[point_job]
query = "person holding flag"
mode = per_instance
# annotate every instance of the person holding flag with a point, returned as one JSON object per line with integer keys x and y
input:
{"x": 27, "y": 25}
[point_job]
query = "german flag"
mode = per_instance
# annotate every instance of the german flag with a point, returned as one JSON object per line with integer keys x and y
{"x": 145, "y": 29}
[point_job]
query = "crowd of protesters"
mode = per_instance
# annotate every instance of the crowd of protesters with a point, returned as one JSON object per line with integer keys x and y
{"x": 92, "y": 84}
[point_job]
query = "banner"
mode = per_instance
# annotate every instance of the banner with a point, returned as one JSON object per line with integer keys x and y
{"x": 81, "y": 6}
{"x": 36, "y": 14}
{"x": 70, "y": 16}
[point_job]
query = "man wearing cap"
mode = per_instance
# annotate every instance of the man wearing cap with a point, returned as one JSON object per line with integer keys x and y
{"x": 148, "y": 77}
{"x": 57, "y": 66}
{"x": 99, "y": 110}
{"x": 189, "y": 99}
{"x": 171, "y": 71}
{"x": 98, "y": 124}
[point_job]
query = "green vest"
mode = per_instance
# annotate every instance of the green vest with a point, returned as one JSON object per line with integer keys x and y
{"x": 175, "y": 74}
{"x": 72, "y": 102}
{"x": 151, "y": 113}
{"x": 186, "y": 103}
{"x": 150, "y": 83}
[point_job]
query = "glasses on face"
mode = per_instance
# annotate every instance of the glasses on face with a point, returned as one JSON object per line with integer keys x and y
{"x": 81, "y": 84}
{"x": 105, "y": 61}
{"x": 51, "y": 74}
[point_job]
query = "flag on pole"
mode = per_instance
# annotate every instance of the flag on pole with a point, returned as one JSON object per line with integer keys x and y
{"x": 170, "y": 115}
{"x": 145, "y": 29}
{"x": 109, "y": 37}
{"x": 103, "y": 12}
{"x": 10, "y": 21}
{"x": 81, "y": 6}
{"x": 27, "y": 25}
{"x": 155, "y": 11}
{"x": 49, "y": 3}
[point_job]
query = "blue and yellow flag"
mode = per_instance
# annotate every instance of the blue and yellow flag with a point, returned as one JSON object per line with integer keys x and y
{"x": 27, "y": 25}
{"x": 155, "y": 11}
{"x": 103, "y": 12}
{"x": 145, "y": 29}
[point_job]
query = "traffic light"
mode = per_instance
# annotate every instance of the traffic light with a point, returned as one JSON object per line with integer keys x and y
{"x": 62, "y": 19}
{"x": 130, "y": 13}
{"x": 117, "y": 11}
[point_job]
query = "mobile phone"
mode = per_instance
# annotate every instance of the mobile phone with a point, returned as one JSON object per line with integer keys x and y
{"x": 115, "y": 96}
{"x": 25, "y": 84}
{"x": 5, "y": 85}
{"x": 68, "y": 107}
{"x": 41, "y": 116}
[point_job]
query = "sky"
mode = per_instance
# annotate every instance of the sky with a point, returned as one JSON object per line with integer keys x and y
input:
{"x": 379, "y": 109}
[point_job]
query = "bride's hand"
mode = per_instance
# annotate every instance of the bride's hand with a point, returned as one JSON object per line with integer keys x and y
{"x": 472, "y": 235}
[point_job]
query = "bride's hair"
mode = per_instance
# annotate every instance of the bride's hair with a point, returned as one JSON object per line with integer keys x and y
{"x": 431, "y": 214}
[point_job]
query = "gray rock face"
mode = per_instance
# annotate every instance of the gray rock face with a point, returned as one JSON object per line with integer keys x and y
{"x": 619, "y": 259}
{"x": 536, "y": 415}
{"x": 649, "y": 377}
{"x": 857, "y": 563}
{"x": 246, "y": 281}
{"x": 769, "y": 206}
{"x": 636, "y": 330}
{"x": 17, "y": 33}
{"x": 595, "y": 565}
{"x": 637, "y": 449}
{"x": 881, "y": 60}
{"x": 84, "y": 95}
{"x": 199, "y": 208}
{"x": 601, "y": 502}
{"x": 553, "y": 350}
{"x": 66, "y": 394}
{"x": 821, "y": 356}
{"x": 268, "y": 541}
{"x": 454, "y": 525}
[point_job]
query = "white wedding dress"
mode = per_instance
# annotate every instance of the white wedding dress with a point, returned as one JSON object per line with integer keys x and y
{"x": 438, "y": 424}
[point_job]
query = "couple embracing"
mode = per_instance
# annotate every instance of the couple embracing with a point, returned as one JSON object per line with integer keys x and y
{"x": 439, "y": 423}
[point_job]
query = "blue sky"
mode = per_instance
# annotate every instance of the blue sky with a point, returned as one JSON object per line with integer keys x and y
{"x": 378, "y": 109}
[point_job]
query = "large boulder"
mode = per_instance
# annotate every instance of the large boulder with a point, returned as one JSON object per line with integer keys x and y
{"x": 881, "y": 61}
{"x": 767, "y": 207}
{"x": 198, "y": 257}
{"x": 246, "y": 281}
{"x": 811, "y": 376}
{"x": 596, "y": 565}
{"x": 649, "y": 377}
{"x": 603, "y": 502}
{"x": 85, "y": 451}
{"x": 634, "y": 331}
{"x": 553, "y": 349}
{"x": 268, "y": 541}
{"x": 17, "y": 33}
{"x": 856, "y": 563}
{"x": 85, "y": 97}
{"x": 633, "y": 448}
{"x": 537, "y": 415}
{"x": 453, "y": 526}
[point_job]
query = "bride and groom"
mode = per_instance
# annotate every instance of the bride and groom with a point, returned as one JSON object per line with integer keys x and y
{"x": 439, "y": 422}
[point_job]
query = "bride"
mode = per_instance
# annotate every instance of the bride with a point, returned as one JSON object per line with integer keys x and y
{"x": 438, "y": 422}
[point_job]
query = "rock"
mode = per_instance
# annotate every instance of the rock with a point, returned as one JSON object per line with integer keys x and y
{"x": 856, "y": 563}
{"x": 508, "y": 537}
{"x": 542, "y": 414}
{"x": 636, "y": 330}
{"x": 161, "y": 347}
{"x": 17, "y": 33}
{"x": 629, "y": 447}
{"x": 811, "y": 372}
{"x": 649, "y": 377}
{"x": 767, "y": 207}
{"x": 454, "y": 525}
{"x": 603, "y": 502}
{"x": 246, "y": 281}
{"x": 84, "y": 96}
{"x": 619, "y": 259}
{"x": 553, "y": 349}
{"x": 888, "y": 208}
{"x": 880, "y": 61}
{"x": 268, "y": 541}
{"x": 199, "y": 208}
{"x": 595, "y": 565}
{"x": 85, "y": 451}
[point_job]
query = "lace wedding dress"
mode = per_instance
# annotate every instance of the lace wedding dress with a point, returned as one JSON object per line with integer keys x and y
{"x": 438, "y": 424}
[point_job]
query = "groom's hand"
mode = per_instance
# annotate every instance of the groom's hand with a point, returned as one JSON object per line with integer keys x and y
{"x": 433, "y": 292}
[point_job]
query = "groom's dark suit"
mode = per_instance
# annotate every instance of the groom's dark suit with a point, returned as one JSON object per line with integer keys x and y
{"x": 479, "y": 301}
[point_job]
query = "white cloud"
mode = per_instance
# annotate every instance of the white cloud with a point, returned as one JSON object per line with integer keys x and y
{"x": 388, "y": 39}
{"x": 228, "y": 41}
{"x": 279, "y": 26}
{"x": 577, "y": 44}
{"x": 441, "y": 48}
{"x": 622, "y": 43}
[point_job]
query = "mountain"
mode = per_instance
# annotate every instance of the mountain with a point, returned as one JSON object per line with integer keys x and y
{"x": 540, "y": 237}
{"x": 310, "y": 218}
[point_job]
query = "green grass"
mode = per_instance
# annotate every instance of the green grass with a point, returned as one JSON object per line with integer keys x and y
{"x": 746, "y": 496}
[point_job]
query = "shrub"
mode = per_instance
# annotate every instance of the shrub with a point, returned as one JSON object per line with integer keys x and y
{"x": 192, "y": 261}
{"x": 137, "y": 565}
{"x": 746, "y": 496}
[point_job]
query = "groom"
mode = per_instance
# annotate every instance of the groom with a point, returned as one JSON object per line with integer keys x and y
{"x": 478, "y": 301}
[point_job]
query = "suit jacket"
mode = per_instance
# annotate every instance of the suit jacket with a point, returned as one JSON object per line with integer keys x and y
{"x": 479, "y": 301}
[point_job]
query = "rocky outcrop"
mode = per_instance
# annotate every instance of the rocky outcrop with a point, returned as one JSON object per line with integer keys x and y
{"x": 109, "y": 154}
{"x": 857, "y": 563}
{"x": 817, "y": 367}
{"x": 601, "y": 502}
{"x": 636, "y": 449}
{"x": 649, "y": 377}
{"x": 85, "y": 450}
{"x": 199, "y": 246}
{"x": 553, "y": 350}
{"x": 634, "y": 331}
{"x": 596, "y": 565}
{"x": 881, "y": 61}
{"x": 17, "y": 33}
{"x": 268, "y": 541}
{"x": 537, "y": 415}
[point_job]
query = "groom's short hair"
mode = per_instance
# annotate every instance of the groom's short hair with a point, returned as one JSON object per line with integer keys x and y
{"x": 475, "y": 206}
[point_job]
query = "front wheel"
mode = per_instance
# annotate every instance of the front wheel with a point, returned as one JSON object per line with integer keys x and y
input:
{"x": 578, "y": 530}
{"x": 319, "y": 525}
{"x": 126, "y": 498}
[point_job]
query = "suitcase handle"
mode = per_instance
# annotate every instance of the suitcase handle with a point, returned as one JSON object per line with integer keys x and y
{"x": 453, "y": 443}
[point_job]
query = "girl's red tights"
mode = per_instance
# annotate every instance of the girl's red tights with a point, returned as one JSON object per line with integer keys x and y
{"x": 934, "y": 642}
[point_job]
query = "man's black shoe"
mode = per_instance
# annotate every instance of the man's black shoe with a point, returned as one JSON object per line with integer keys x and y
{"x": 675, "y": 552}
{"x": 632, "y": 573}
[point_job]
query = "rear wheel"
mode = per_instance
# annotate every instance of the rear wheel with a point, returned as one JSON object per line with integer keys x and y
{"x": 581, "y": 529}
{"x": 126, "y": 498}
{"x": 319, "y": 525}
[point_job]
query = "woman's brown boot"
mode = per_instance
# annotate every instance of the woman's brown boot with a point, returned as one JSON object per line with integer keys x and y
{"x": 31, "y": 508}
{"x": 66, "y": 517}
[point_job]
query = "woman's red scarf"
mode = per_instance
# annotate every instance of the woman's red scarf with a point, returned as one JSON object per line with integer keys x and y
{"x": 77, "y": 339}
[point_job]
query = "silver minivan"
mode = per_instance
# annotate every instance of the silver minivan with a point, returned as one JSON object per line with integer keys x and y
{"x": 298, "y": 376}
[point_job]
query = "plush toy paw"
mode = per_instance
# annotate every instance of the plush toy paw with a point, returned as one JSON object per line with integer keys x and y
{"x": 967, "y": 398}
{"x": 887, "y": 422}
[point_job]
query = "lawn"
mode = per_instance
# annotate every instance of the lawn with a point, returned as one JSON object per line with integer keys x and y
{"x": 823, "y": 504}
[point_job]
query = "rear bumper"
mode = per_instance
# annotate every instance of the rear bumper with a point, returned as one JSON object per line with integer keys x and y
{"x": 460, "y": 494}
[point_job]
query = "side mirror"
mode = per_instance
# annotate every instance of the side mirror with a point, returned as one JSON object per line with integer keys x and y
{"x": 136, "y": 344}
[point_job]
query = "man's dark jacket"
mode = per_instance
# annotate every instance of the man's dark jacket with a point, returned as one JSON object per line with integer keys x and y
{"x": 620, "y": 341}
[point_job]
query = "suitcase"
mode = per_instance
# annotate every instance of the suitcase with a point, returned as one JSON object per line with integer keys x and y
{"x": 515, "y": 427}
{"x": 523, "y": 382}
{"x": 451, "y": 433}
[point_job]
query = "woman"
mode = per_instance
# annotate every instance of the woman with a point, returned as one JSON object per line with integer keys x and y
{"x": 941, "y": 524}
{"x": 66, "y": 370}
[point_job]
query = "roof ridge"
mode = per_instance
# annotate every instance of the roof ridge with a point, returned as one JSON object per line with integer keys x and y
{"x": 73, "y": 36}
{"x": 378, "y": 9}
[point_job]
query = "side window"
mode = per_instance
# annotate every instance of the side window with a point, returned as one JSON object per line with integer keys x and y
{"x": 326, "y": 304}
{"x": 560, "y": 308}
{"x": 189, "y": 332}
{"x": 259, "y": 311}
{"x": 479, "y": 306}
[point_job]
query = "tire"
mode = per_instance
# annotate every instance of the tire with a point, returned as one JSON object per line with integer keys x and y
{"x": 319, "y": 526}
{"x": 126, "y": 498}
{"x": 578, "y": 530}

### [Work instructions]
Show all lines from the data that contain "holding".

### [Written solution]
query = "person holding flag"
# annotate every instance of the person holding flag with a point, returned as one JSON object per line with integer keys x and y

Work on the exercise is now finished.